**EXERCISE PROMPT**: Please reproduce each of the following entries word for word, with nothing changed.

[Collected data entries]

○ ○ ○

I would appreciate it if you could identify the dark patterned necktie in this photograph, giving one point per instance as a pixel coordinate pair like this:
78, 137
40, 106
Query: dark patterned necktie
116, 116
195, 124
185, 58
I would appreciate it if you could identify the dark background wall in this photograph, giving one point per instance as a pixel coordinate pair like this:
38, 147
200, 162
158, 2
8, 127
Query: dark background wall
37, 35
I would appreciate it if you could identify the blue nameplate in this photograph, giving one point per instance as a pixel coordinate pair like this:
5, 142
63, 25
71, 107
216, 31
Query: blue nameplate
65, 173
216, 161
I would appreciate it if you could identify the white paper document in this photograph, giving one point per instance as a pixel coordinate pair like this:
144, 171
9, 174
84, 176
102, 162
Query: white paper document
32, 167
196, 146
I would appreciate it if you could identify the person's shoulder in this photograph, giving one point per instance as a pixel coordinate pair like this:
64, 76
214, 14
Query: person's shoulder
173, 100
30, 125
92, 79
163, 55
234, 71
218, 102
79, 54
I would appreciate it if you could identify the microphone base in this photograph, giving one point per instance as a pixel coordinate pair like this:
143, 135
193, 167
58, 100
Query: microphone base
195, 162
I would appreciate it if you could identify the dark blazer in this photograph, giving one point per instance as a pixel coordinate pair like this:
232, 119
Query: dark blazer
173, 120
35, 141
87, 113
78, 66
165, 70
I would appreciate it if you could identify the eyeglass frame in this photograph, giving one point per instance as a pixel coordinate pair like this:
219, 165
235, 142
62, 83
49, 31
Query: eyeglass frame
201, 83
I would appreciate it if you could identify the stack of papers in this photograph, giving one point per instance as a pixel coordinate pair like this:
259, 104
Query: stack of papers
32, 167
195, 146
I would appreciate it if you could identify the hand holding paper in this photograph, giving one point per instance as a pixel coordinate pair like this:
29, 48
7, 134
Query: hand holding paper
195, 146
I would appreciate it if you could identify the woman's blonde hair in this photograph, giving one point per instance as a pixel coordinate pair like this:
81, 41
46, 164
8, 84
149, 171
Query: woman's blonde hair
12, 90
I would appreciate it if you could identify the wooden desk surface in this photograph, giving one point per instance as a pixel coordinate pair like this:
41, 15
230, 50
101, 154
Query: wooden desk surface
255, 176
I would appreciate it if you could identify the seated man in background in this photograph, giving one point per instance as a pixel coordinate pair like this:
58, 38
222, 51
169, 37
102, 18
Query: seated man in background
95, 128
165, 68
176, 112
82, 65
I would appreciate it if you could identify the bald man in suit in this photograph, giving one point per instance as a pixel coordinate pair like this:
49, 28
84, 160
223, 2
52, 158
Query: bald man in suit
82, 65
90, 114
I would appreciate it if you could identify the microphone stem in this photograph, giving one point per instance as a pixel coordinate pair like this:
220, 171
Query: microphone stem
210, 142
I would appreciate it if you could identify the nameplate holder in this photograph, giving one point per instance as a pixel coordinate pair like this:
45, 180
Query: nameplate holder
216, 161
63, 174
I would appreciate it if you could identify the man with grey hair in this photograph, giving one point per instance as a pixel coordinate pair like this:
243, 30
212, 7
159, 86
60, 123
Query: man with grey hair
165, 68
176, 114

○ ○ ○

**RESULT FOR THIS EXERCISE**:
I would appreciate it if you could identify the dark patterned necktie in this photograph, giving one point per instance as a pixel coordinate pair like this:
78, 137
40, 106
Query: dark patterned necktie
116, 116
195, 124
185, 58
I would appreciate it if you could identify the dark background wall in this photograph, giving one point per instance as a pixel coordinate pair like this:
38, 147
200, 162
158, 2
8, 127
Query: dark background wall
37, 35
I would appreciate it if you could identify the blue nameplate in this photograph, giving one point per instance as a pixel coordinate pair like this:
5, 142
63, 25
71, 107
216, 31
Query: blue nameplate
65, 173
216, 161
I would appreciate it if you could identify the white paper document in this photograph, giving one point per instance as a pixel coordinate pair like this:
144, 171
9, 174
84, 176
102, 162
Query: white paper document
32, 167
196, 146
I would appreciate it if you could identify the person's shoulder in this photograph, giving one point per instance as a pixel coordinate pair like this:
64, 76
214, 14
Query: person's shoulder
173, 100
30, 125
92, 79
163, 55
234, 71
218, 102
79, 54
I would appreciate it if you could identify the microphone base in this photograph, giving one point per instance as a pixel coordinate pair like this:
143, 135
193, 167
58, 100
Query: microphone base
195, 162
I would appreciate it if you could identify the dark blazer in this photograph, giving one point per instance as a pixel coordinate pair like this:
232, 119
Query: dark blazer
173, 120
35, 141
87, 113
78, 66
165, 70
I would appreciate it if you could identify the eyeglass frame in this photograph, giving one point per instance as a pixel coordinate pair like this:
219, 165
235, 142
62, 83
49, 31
Query: eyeglass frame
201, 83
I would appreciate it if you could identify the stack of papers in this photograph, giving one point per instance as a pixel coordinate pair like this:
259, 104
Query: stack of papers
32, 167
195, 146
I would appreciate it if you could identify the hand holding paper in this photograph, giving one point per instance as a pixel coordinate pair like this:
29, 48
7, 134
Query: hand holding paper
195, 146
I would appreciate it if you could identify the woman's blonde hair in this photograph, giving one point per instance as a pixel coordinate pair like this:
81, 41
46, 164
8, 84
149, 171
Query: woman's blonde hair
12, 90
I would appreciate it if you could identify the wooden desk surface in this photograph, giving one point per instance as a pixel coordinate pair like this:
41, 15
230, 50
101, 154
Query: wooden desk surface
255, 176
I would appreciate it if you could identify the seated man in background in this photograph, giving one point per instance as a pixel coordinate pair like this:
58, 38
222, 51
169, 37
102, 18
Query: seated man in background
95, 128
165, 68
176, 112
82, 65
I would appreciate it if you could identify the bald man in suit in this photograph, giving one point per instance as a pixel coordinate pair like this:
49, 28
84, 160
223, 2
52, 158
Query: bald man in suit
82, 65
90, 114
I would appreciate it if you could identify the microphone stem in this photograph, giving one point per instance as a pixel coordinate pair like this:
220, 171
Query: microphone stem
210, 142
I would appreciate it if you could identify the nameplate holder in this photograph, giving one point per instance as a pixel coordinate pair like this:
45, 180
Query: nameplate holder
216, 161
63, 174
I would appreciate it if you could identify the man with grey hair in this photograph, giving one point per instance as a pixel coordinate pair like this:
243, 30
212, 7
159, 86
60, 123
Query: man with grey hair
165, 68
176, 114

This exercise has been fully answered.